- **Testo dell'esercizio**:
.....
A confermare ancora una volta che il carbone sarà "fonte di energia dominante" della Cina sono le nuove centrali elettriche a carbone: 33 gigawatt (GW) sono entrati in costruzione nel 2021, il massimo dal 2016, ed ne sono stati autorizzate per altri 7,3 GW, solo nelle prime sei settimane del 2022.

Sono anche stati approvate tre nuove miniere di carbone per un totale di 19 megatonnellate (Mt) di produzione annua, proprio a "garanzia di un approvvigionamento energetico stabile".

Inoltre in base ad un primo elenco, incompleto, di progetti pianificati per il 14 ° piano quinquennale, l’Impero di Mezzo prevede di aggiungere 28 GW di capacità di generazione di energia a carbone agli impianti esistenti e di adeguare la capacità di energia a carbone di 42 GW come "impianti di corrispondenza" che in buona sostanza dovrebbero essere impianti destinati al backup delle installazioni di energia rinnovabile.

 

 

 

Pertanto mentre Pechino coniuga la sicurezza energetica con l’indipendenza energetica nel nostro paese una miope logica ambientalista, la medesima che attacca l’estrazione mineraria per la sua (in)compatibilità ambientale, propone di installare nel nostro paese 60 GW in 3 anni di pannelli fotovoltaici e turbine eoliche con materie prime estratte altrove generando un picco di emissioni, naturalmente altrove.

Un altrove identificato dalle immagini satellitari che mostrano nuove sorgenti di emissioni di metano dovute all’estrazione di carbone che confermano come la Cina stia sviluppando nuovi depositi nella Mongolia interna e nello Shanxi e soprattutto che non tenga in alcuna considerazione gli accordi presi, in base ai quali, le emissioni di metano dalle miniere di carbone devono diminuire dell'11% ogni anno per il resto del decennio.

Mentre la Germania che si sta preparando a prolungare l'uso del carbone oltre il 2030 espandendo l’estrazione del carbone dalle sue miniere si affretta a dichiarare, per tramite dei suoi ambientalisti, che “il sole ed il vento sono gratis” e che il loro futuro energetico, anche questo sine die, si baserà sulle tecnologie rinnovabili che, come sanno perfettamente i contribuenti tedeschi non sono affatto gratis..
.....
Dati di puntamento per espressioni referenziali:
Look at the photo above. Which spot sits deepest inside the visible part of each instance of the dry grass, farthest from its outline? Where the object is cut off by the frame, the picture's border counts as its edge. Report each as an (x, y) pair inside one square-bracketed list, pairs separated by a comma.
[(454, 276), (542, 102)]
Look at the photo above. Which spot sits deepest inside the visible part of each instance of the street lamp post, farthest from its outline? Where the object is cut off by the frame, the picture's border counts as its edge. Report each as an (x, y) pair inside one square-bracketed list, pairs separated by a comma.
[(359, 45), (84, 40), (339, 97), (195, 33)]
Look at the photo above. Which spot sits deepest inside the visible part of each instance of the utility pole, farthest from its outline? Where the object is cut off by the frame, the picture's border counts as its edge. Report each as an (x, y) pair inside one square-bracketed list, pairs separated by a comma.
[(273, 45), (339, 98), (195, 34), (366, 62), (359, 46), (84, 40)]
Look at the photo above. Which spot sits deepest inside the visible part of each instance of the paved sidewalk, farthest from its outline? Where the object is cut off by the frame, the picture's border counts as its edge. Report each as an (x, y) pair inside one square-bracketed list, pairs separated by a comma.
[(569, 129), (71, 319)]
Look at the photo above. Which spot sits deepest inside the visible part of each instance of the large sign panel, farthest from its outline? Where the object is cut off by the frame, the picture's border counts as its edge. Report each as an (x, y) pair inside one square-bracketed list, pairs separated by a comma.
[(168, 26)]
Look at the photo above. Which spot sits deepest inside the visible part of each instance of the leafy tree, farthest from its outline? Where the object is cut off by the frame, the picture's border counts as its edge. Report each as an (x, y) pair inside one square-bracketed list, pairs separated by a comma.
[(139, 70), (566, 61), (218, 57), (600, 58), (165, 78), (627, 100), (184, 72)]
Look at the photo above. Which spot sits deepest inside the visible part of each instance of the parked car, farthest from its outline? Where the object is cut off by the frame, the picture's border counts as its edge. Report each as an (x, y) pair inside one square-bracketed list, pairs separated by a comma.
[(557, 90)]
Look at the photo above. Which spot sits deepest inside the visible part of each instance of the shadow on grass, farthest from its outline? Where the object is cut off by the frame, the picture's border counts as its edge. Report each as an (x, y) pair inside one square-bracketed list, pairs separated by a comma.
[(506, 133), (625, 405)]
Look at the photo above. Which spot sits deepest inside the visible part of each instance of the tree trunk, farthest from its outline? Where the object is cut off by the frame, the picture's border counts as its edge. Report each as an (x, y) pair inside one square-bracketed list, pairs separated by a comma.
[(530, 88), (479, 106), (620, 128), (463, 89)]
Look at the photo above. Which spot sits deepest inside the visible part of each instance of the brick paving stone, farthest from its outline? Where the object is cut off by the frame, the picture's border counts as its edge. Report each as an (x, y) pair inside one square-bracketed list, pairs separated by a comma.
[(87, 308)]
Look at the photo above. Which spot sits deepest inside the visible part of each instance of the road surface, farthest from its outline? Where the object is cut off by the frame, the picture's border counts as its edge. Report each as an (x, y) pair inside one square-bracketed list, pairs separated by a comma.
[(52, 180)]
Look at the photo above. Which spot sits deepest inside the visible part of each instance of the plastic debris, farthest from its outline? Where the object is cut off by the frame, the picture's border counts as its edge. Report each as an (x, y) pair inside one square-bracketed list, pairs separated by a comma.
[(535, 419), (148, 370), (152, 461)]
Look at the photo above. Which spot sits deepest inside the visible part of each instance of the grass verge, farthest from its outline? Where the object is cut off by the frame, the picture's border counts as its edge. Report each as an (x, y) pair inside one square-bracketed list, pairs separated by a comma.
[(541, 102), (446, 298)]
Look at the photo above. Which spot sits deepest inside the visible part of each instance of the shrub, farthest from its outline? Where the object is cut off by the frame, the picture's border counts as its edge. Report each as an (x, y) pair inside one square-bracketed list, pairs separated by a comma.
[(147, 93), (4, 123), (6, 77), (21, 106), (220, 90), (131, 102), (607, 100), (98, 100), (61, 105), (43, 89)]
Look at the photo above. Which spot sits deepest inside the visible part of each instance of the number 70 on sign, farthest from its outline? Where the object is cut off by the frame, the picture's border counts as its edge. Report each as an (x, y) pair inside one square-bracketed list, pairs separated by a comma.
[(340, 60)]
.....
- **Esercizi da svolgere**:
a: Stabilisca se le affermazioni seguenti concordano con il testo sul carbone, rispondendo sì o no e citando le parole decisive. (i) Nel 2021 sono entrati in costruzione 33 GW di nuove centrali a carbone. (ii) Le tre nuove miniere approvate hanno una produzione annua complessiva di 42 Mt. (iii) In base agli accordi citati, le emissioni di metano dalle miniere di carbone devono diminuire dell'11% ogni anno.
b: Riassuma in tre frasi il testo sul carbone.

- **Soluzioni**:
a:
(i) Sì: "33 gigawatt (GW) sono entrati in costruzione nel 2021".
(ii) No: "tre nuove miniere di carbone per un totale di 19 megatonnellate (Mt) di produzione annua".
(iii) Sì: "le emissioni di metano dalle miniere di carbone devono diminuire dell'11% ogni anno per il resto del decennio".

b: La Cina conferma il carbone come fonte di energia dominante: nel 2021 sono entrati in costruzione 33 GW di nuove centrali a carbone, altri 7,3 GW sono stati autorizzati nelle prime sei settimane del 2022 e sono state approvate tre nuove miniere. Immagini satellitari mostrano nuove emissioni di metano dovute all'estrazione di carbone nella Mongolia interna e nello Shanxi, a conferma che la Cina non tiene conto degli accordi sulla riduzione di tali emissioni. Il testo critica come miope la logica ambientalista che propone di installare nel proprio paese 60 GW di pannelli fotovoltaici e turbine eoliche in 3 anni con materie prime estratte altrove, e osserva che la Germania si prepara a prolungare l'uso del carbone oltre il 2030.